SOURCE TEXT:

Kaduna State Ministry of Justice
- In office May 2015 – February 2017

Kaduna State Ministry of Environment and Natural Resources
- In office February 2017 – July 2019

Personal details
- Born: 22 May 1968 (age 57) Lagos, Nigeria
- Spouse: Adetokunbo Sijuwade
- Children: 2

= Amina Sijuwade =

Nigerian lawyer

Amina Sijuwade (née Dyeris) is a Nigerian lawyer, administrator, and member of the Sijuwade royal family. She has served twice as a commissioner in Kaduna State, first as Attorney-General and Commissioner for Justice, and later as Commissioner for Environment and Natural Resources.

She is married to Prince Adetokunbo Sijuwade, the Group Managing Director of the Sijuwade Group and son of Oba Okunade Sijuwade, Olubuse II, the 50th Ooni of Ife.

WHAT TO DO:
[a] According to the biography, where was Amina Sijuwade born?
[b] Edit the biography, starting with "Personal details" and going on through "and Natural Resources.", so that "administrator" becomes "public servant".

RECORDED INFORMATION:

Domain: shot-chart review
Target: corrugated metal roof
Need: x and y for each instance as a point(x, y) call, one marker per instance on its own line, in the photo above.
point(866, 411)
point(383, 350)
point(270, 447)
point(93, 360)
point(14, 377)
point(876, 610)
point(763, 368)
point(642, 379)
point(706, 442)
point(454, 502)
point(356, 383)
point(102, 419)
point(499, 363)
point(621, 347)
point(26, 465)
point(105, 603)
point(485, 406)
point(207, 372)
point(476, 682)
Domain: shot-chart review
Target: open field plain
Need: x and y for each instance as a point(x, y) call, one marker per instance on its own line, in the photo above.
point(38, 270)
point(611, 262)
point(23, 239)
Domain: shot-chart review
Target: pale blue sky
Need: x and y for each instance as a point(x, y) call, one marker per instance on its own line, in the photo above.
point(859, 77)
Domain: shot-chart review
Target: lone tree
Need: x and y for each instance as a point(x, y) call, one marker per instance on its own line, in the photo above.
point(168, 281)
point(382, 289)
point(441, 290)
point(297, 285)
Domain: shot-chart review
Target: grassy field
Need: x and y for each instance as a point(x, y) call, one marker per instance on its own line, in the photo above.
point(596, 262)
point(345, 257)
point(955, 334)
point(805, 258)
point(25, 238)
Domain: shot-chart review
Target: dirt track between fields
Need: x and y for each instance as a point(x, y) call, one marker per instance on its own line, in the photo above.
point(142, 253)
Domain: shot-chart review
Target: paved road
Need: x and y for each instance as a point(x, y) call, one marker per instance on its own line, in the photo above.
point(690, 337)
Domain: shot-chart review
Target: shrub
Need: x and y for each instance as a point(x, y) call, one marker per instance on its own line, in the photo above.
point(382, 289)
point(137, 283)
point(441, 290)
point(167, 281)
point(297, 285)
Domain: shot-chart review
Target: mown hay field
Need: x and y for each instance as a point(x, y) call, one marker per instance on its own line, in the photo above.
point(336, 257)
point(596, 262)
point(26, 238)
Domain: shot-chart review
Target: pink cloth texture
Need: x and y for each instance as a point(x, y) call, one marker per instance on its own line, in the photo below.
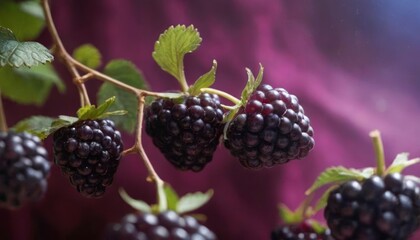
point(353, 65)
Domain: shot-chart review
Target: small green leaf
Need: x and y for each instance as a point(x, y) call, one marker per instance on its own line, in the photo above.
point(127, 73)
point(171, 197)
point(335, 175)
point(134, 203)
point(400, 162)
point(29, 85)
point(171, 47)
point(204, 81)
point(17, 54)
point(92, 112)
point(37, 125)
point(192, 201)
point(24, 18)
point(88, 55)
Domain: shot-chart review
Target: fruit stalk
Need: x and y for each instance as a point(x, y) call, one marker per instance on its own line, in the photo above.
point(379, 152)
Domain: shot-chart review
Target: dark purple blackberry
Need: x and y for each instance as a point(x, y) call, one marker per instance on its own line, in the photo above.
point(301, 231)
point(24, 169)
point(165, 225)
point(271, 129)
point(186, 131)
point(377, 208)
point(88, 152)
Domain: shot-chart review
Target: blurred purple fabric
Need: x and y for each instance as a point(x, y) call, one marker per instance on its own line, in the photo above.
point(353, 64)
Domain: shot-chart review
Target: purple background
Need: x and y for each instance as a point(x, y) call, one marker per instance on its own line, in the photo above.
point(353, 64)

SOLUTION LIST:
[a] Lagos, Nigeria

[b]
Personal details
- Born: 22 May 1968 (age 57) Lagos, Nigeria
- Spouse: Adetokunbo Sijuwade
- Children: 2

= Amina Sijuwade =

Nigerian lawyer

Amina Sijuwade (née Dyeris) is a Nigerian lawyer, public servant, and member of the Sijuwade royal family. She has served twice as a commissioner in Kaduna State, first as Attorney-General and Commissioner for Justice, and later as Commissioner for Environment and Natural Resources.